(Passage provided begins)

What to do as a vendor?

Automation is only one part of the game. Automation projects are crying for fast returns that are measured rather in months than in years. Where you use machine learning, make sure that your models are sound and helpful right from the outset. Offer prebuilt conversations for major use cases that can be deployed fast, very fast. 

Too many businesses don’t know enough about their own processes. This makes it important to combine process mining with process automation. Help customers identify processes, identify their shortcomings, and to automate the most pressing ones.

And above all: Don’t sell a panacea. 

What to do as a customer?

Automation always raises the human fear of being made redundant. So, the first three orders of business are communication, communication and, yes, communication.

Or else there is no acceptance.

From there on, identify the jobs that fall into the category of mundane, automate them and show the benefit to your staff. The benefit being that they can concentrate on activities that require humans. 

Don’t fall for the hype that got created around chatGPT. While the results seem amazing, there is still a long way to real world use.

In 2023 and 2024 we will see which of the notions “human helped by the machine” or “human displaced by machine” is closer to reality. 

Trust will become more and more important

This one is actually a combination of each two predictions by mycustomer and Shep Hyken. Trust relates to the transparent and customer benefit orientated use of their data. Additionally, companies going beyond just business by standing in for sustainability showing ethics, standing in for causes, increases trust. I combined them, as they are closely related to each other.

What to do as a vendor?

As a vendor, it becomes more and more important to take a stand to societal questions. Don’t do only lip service but actually walk the talk. Especially, renewable energy or use of recycled materials can also be used as a business advantage by lowering own cost. Have a stance to privacy and exhibit it in how you as a company behave yourself. In other areas this might be child labour along the supply chain or seemingly simple things like immersing into the local economy.

What to do as a customer?

There is always the dichotomy between privacy on one hand and personalization, even individualization, on the other. As a customer of enterprise software, it is paramount to implement the software in a privacy compliant way. Be clear about what data you collect and why, instead of hiding behind a lengthy privacy statement full of legal phrases. Collect only minimal data that helps helping the customer in the right now. That will help you, too. Remember, your success is a consequence of making customers successful. Technology usually allows for more than is allowed. Regarding sustainability and ethics the same as for the vendors apply. Don’t just give lip service.

One more thing

In deviation from what I wrote in the initial paragraph, here is a prediction of my own.

(Passage provided ends)

_Work to be completed_
Decide whether each of these statements agrees with the passage on automation and trust. Answer yes or no for each, and quote the words of the passage that decide it. 1. The passage advises combining process mining with process automation. 2. The passage says the returns on automation projects are measured in years. 3. The passage names communication as the first three orders of business for customers.

(Data extracts begins)

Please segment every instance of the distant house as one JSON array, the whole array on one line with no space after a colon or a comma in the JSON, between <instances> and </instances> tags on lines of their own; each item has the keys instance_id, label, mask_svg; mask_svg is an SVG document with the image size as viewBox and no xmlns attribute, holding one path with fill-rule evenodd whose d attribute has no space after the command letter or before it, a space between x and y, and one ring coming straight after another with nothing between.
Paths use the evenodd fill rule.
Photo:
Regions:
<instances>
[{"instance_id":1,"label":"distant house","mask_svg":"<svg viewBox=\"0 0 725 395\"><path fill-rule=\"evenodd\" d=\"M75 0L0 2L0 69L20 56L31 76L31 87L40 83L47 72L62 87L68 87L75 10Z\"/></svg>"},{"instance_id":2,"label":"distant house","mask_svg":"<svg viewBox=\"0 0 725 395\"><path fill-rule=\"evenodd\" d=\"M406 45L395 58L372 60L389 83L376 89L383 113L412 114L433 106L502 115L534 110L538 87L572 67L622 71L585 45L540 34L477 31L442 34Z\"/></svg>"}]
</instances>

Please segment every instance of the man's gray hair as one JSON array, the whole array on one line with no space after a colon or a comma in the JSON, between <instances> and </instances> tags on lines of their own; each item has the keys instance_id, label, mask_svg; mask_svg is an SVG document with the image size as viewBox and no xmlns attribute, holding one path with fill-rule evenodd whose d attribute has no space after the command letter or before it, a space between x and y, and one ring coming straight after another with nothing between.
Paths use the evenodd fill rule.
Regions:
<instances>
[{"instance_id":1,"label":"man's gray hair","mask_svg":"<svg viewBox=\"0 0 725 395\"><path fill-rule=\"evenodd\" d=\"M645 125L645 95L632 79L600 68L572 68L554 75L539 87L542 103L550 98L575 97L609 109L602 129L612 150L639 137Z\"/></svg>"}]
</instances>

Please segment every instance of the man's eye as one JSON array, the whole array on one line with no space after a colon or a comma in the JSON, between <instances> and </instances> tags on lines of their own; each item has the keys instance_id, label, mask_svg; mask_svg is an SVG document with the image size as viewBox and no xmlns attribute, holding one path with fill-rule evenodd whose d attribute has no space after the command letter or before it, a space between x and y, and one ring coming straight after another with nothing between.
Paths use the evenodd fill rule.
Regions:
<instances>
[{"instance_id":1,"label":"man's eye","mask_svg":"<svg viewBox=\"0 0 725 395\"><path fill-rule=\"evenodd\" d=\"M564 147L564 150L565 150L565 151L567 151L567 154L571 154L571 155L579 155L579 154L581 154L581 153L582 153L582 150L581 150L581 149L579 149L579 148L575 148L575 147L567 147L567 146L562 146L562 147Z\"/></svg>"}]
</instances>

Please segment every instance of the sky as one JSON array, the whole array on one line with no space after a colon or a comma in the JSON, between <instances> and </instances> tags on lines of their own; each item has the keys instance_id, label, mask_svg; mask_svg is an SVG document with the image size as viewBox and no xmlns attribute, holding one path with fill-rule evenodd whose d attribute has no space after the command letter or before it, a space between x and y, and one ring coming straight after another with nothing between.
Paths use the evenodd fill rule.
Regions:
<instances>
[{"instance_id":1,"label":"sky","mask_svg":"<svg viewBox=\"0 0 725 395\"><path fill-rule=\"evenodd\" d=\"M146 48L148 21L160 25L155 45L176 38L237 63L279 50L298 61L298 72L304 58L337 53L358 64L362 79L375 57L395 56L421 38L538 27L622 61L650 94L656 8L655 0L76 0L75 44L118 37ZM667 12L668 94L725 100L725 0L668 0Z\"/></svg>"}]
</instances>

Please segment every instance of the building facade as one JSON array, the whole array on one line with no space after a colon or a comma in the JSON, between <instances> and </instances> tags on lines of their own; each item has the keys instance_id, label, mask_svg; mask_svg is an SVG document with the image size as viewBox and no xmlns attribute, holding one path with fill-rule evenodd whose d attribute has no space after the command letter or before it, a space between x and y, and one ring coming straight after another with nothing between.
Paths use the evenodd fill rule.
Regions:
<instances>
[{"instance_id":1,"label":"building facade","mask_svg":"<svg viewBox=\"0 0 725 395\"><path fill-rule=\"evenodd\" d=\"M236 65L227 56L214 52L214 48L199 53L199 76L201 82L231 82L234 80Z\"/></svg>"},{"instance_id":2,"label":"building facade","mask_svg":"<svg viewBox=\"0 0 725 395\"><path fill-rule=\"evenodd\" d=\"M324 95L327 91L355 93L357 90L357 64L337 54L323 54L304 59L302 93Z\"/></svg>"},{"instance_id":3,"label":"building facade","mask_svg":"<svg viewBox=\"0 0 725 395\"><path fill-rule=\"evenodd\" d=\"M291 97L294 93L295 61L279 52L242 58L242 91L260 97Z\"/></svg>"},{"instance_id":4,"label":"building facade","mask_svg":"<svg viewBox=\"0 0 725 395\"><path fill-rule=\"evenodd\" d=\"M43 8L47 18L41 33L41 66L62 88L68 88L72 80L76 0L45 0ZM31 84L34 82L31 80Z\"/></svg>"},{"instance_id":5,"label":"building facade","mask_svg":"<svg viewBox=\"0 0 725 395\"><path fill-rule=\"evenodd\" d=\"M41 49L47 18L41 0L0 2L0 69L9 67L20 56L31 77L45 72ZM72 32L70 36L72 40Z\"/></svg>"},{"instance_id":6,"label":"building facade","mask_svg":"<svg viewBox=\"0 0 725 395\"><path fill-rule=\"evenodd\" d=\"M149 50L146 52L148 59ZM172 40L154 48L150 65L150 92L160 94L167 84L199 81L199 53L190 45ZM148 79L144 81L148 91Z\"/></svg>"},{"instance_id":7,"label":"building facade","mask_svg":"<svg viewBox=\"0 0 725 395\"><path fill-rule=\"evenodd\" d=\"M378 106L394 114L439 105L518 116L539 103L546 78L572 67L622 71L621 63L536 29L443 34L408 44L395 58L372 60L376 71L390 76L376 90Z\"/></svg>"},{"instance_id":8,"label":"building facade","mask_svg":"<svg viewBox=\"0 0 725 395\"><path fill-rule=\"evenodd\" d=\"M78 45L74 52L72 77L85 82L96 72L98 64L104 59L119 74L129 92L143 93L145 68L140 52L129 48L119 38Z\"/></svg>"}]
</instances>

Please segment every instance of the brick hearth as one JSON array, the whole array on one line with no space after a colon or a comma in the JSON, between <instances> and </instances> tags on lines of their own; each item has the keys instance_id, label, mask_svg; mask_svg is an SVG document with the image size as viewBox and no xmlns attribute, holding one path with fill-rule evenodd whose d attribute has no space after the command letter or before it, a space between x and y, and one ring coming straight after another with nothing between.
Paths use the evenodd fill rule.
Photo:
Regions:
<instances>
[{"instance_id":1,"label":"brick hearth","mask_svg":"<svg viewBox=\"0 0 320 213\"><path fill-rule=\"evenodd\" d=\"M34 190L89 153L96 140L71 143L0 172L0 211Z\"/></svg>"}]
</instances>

(Data extracts ends)

_Output for this exercise_
1. Yes: "This makes it important to combine process mining with process automation."
2. No: "Automation projects are crying for fast returns that are measured rather in months than in years."
3. Yes: "So, the first three orders of business are communication, communication and, yes, communication."